Arrange the lines of the material that start at the line containing "of the yellow-green" and continue through the end of the material as a JSON list of strings, one string per line, leaving out any blank lines. Include both the first and the last line.

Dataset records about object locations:
** Start **
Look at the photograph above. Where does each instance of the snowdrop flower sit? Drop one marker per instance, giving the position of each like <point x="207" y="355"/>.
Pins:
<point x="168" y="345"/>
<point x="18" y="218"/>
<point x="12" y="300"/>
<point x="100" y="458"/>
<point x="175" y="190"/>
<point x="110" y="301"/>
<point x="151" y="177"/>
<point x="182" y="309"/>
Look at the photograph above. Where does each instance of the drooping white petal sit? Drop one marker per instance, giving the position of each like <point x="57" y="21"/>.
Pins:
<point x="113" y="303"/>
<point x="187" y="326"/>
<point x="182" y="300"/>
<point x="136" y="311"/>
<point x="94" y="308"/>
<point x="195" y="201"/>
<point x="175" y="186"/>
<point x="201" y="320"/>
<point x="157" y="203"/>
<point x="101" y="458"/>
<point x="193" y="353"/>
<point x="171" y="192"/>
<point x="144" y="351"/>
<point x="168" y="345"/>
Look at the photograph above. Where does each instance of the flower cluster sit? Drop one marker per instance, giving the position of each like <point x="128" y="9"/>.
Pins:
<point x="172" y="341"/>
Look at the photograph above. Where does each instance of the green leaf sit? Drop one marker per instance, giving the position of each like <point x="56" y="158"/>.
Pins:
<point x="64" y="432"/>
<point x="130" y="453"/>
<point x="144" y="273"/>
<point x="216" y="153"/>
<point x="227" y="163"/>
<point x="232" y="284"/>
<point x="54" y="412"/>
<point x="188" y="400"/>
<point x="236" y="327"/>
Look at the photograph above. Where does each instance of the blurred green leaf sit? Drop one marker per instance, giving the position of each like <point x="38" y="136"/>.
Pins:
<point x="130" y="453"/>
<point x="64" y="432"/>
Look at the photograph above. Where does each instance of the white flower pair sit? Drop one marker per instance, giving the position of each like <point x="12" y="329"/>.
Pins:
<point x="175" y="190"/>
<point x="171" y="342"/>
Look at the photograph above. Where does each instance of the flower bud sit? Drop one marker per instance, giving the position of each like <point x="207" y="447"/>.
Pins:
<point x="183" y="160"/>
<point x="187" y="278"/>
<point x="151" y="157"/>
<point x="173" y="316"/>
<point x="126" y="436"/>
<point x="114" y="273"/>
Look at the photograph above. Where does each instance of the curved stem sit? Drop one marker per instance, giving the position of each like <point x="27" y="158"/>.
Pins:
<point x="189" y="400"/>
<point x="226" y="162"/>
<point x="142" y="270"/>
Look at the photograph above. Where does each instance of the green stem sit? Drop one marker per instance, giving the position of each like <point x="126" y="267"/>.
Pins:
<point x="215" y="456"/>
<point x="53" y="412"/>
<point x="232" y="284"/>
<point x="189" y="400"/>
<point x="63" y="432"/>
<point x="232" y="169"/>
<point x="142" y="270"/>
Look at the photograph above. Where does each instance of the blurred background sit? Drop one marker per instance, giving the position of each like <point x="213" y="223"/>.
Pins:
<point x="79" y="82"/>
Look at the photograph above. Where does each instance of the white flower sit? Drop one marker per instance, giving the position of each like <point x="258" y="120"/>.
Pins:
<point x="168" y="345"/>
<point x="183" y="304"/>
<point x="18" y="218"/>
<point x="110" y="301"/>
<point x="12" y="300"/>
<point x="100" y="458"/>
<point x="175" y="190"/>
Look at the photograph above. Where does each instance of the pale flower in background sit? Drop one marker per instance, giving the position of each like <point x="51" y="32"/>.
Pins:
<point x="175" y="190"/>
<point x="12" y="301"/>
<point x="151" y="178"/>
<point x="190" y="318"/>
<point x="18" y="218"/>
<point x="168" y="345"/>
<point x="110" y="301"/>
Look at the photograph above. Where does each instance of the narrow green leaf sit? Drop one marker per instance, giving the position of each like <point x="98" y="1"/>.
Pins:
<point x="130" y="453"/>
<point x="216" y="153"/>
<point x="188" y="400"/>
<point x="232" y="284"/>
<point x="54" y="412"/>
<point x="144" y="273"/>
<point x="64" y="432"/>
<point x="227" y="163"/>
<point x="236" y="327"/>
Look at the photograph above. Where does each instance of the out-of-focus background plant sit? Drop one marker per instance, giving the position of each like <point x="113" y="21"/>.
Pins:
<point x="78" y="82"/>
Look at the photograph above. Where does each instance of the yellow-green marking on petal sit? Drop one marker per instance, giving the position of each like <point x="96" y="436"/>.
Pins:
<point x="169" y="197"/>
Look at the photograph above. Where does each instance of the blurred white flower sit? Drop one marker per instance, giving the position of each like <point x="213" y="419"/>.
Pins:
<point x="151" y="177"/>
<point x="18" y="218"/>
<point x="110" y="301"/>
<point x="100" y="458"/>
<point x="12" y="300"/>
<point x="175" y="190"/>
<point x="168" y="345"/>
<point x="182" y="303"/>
** End **
* WRITTEN SOLUTION
[
  "Look at the photograph above. Where does each instance of the yellow-green marking on petal sit? Drop one marker per instance, giving the position of each like <point x=\"96\" y=\"436\"/>.",
  "Pins:",
  "<point x=\"169\" y=\"197\"/>",
  "Look at the photograph above. Where does each instance of the blurred white flower sit? Drop one marker per instance, giving the position of each like <point x=\"213\" y=\"419\"/>.",
  "Pins:",
  "<point x=\"151\" y=\"177\"/>",
  "<point x=\"18\" y=\"218\"/>",
  "<point x=\"110\" y=\"301\"/>",
  "<point x=\"100\" y=\"458\"/>",
  "<point x=\"12\" y=\"300\"/>",
  "<point x=\"175\" y=\"190\"/>",
  "<point x=\"168\" y=\"345\"/>",
  "<point x=\"182\" y=\"303\"/>"
]